━━ Document section

THE PHRASE "for every action there is an equal and opposite reaction" is not only a really lame way to open a column, it also happens to be true.
It’s an important life lesson – not to mention Newton’s Third Law – we should keep in mind with the ongoing national debate over Confederate monuments and imagery.
As some of the dust settles in the wake of the events in Charlottesville, it’s possible to get a more accurate picture of the lay of the land in terms of public opinion.
There’s not a lot of polling done so far on the issue of Confederate monuments, but almost all of the polling that has been done shows a pretty consistent snapshot of what the nation at large thinks about it.
And so far at least, the polls tell us that... removing Confederate monuments isn’t really that popular.
In most polls, including a few from what you might call left-leaning organizations such as NPR, the percentage of total respondents who support fully removing Confederate monuments only runs about 27-33 percent.
That might not be such a surprise to you. But if you drill down into the results, you see something a bit more interesting.
Namely that according to some polls, only about half of African Americans support completely removing the monuments. The highest anti-monument number recorded for Democrats as a whole is 72 percent — solid but far from unanimous.
Again, this is a consistent result in most of the polling we’ve seen so far, which admittedly is thin on the ground.

━━━━
━━ Source excerpt

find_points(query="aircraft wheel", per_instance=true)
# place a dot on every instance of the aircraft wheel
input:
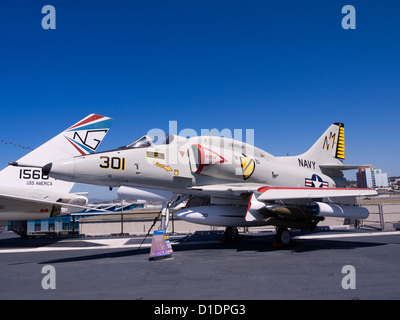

━━━━

Written request => Extend the column on public opinion about Confederate monuments, starting after its final sentence.

Reply =>
Now, surely you can say that polls don’t matter, or aren’t to be trusted, or are used to push an agenda. And you would be able to find evidence to support your view.
But when you see several polls with similar results, it’s usually best from a political standpoint to try and make sense of what you’re seeing.
From a purely political point of view, an even more interesting thing about the monument polling is that a pretty large percentage really don’t have their minds made up yet either way.
This more persuadable group of people is likely to have more impact in the big picture moving forward, depending on which way the moral and political debate shifts.
And that’s where the concept of an opposite reaction comes in.
Georgia gubernatorial candidate Stacey Abrams, vying for the Democratic nomination to succeed current Gov. Nathan Deal, was an early adopter of the concept of bringing down the monuments. All of them.
Almost immediately on the heels of the violence in Charlottesville, Abrams issued a statement calling for the removal of the state’s largest Confederate homage, which also happens to be the largest sculpture in the world: the portrayal of Robert E. Lee, Stonewall Jackson, and Jefferson Davis on the side of Stone Mountain.
Hewn from solid granite over the course of decades, the Stone Mountain carving— while objectively quite impressive as an example of the sculptor’s art —seems at best to be laughably anachronistic in the year 2017, and at worst an embarrassment for the entire state, especially given the sculpture’s historical ties to the KKK.
For now let’s leave aside the larger debate over how wise it would be to blow up the world’s largest single work of art while American forces are now doubling down in a war against a foe in Afghanistan that likes to blow up stone sculptures on its own side of the world.
Of more local concern, engineers estimate the cost of environmental abatement involved with physically destroying the Stone Mountain carvings would be tens of millions of dollars.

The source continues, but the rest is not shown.